Rock and roll has been around long enough now to have developed its own traditions. Some, we could do nicely without — drum solo, I’m looking at you! Several of the early rock traditions that have disappeared over the years, though, are true losses and none more so than the live album.
Of course, plenty of live concert recordings, audio and video, are released every year, with increasingly-sophisticated enhancements like 7.1 (and counting) surround sound and hi-def resolution. And while studio sweetening has long been a mainstay of live recording, the out-of-tune bass on Steppenwolf Live and Morrison blowing out his throat on the Doors’ Absolutely Live are the kinds of authentic concert moments that make live rock and roll so exciting and unpredictable, and which would never make it onto a contemporary live album.
Another rock and roll institution that has nearly disappeared is the battle of the bands. Beginning about five minutes after the Beatles first appeared on The Ed Sullivan Show, kids started bugging their parents for electric guitars and drum kits. Soon after that, it was common for even small communities to have several rock combos—with names like The Dukes and The Elements of Time—competing for the few available gigs at area high schools, church basements, and teen hangouts. This was the environment that led some enterprising individual to invent an ingenious means of providing entertainment for the kids, performance opportunities for the musicians, and some modest admission fees for the promoters.
Battle of the Bands Live! (from the wonderful Collectables label) is as close as you can come to reliving those band competitions that were fixtures of the local music scene across America throughout the 60s and early 70s. Unlike Hollywood’s depiction of the “typical” American high school rock n’ roll dance, this CD offers an unvarnished, vérité version that’s as raw and immediate as the best documentary film.
Over the course of 22 tracks, The Outcasts, The Stingrays, and The Apollos blast through short sets, comprised mainly of mid-60s rock standards. While the setting isn’t identified, the recording is low-fi to the extreme, almost as if it was made using the bulky tape recorder that ordinarily played the national anthem over the school PA each morning, and the gray, plastic mic the principle used to read the daily announcements and lunch menu.

————————

### PROBLEMS
**a)** According to the rock and roll article, what led to the invention of the battle of the bands, and what did it provide? Answer in one to three sentences.
**b)** Name every band or group mentioned in the rock and roll article.
**c)** In the rock and roll article, how many tracks does Battle of the Bands Live! contain?
The lines that come after this article have no connection to it.

### RECORD EXTRACTS
————————

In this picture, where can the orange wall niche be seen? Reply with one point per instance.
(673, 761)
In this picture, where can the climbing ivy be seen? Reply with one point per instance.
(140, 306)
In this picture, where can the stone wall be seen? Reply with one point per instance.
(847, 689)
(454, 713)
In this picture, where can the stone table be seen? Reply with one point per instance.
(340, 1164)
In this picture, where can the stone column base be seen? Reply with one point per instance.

————————

### TASK-BY-TASK RESULTS
**a)** Even small communities had several rock combos competing for the few available gigs at high schools, church basements, and teen hangouts. The battle of the bands was invented in that environment as a way to provide entertainment for the kids, performance opportunities for the musicians, and modest admission fees for the promoters.

**b)** Steppenwolf, the Doors, the Beatles, The Dukes, The Elements of Time, The Outcasts, The Stingrays, and The Apollos.

**c)** It contains 22 tracks.